===== DATA EXTRACT =====

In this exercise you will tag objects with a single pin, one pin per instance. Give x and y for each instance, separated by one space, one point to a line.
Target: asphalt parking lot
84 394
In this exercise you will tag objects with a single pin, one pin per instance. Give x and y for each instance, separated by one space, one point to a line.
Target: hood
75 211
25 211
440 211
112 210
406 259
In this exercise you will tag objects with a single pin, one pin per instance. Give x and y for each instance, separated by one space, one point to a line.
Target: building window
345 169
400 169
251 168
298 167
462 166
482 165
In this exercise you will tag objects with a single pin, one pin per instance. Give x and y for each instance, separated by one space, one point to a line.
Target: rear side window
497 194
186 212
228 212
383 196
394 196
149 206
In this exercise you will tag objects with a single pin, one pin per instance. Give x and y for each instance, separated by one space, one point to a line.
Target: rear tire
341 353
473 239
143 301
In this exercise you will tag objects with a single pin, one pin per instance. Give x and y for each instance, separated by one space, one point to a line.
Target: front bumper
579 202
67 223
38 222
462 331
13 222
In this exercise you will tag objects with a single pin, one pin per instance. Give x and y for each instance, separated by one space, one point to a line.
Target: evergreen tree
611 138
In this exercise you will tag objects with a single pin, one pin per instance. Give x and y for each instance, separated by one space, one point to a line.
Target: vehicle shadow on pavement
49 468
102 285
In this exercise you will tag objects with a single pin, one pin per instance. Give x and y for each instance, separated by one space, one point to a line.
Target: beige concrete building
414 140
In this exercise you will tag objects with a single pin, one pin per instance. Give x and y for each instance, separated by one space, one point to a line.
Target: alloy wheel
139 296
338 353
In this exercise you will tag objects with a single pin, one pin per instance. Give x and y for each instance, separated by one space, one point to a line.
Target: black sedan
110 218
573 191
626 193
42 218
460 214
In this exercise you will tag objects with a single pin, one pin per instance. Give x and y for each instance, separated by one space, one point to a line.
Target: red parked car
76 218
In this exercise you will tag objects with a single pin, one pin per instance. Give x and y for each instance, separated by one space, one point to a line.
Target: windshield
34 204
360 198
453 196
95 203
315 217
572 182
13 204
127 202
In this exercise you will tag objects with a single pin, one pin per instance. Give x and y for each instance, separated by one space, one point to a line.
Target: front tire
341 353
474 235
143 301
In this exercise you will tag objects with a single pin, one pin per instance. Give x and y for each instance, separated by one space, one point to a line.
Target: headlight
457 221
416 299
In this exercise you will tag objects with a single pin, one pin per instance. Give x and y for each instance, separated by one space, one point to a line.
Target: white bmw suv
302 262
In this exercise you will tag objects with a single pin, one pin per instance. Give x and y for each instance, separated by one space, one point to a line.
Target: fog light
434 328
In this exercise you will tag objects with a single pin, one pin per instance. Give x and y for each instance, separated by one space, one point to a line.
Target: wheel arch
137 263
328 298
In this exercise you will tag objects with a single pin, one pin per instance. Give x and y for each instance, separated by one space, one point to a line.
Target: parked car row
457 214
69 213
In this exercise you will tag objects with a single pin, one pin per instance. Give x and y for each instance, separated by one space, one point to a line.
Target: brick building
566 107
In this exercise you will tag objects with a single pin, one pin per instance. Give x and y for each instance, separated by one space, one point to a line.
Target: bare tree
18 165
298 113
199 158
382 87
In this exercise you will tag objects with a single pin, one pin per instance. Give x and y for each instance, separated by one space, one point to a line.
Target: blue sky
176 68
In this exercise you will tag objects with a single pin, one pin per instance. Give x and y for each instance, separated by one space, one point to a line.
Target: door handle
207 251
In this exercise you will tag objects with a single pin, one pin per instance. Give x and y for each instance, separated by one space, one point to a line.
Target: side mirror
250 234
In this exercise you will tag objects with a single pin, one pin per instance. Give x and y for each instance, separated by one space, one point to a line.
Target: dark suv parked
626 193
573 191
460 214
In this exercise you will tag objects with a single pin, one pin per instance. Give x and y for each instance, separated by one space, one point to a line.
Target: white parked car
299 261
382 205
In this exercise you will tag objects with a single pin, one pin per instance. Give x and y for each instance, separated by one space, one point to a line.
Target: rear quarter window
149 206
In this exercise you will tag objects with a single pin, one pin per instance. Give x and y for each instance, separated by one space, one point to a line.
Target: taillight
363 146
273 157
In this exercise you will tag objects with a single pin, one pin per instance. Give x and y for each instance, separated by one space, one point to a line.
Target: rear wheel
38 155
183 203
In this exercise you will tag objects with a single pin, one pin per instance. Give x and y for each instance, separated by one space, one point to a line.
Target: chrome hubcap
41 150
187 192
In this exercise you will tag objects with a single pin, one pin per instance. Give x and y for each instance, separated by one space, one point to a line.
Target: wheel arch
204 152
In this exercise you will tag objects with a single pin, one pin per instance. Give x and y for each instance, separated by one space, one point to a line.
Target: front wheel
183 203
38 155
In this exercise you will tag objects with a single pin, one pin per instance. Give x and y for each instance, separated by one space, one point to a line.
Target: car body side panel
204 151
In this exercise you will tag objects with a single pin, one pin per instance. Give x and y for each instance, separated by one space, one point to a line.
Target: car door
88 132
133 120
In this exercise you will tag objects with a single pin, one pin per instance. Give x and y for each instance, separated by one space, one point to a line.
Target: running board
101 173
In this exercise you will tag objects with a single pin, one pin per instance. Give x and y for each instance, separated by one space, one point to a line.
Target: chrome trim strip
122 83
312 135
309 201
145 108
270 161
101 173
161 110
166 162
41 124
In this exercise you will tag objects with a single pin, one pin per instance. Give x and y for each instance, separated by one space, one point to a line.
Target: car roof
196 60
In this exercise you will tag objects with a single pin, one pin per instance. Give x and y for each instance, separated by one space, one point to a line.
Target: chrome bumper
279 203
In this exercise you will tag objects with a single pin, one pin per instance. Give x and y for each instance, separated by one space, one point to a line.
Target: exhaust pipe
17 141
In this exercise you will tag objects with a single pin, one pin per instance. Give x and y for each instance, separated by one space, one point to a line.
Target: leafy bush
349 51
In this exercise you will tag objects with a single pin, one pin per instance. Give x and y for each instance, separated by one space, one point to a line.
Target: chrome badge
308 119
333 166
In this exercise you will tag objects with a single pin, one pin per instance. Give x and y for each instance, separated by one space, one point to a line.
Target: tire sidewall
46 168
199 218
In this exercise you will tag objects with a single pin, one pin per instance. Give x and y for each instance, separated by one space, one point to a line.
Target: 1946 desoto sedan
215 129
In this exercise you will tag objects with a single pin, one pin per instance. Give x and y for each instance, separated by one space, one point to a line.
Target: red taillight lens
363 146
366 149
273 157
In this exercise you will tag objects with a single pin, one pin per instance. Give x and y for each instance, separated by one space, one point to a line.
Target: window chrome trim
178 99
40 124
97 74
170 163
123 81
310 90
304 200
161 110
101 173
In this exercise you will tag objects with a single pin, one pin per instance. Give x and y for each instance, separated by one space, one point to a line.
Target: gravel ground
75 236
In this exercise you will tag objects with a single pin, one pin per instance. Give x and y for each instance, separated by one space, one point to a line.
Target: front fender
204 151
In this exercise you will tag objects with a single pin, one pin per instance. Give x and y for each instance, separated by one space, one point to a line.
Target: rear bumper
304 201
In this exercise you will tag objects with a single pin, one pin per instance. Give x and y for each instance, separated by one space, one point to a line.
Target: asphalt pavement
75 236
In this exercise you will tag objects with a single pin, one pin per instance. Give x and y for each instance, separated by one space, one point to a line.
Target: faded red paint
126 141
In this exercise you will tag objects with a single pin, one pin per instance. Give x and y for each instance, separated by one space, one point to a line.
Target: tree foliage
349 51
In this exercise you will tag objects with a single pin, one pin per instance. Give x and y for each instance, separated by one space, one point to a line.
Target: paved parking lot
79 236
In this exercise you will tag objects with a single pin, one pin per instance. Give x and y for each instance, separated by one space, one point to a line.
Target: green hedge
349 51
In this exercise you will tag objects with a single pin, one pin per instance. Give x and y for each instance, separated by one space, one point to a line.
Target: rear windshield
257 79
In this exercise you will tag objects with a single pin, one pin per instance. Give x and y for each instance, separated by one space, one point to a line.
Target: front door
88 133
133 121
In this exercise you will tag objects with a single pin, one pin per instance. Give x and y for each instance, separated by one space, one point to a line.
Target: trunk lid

=====

• [WHAT IS NEEDED] Which lines in the rows above contain the word "rear"? Copy each of them in full.

• [EXERCISE RESULT]
Target: rear side window
Target: rear tire
Target: rear quarter window
Target: rear wheel
Target: rear bumper
Target: rear windshield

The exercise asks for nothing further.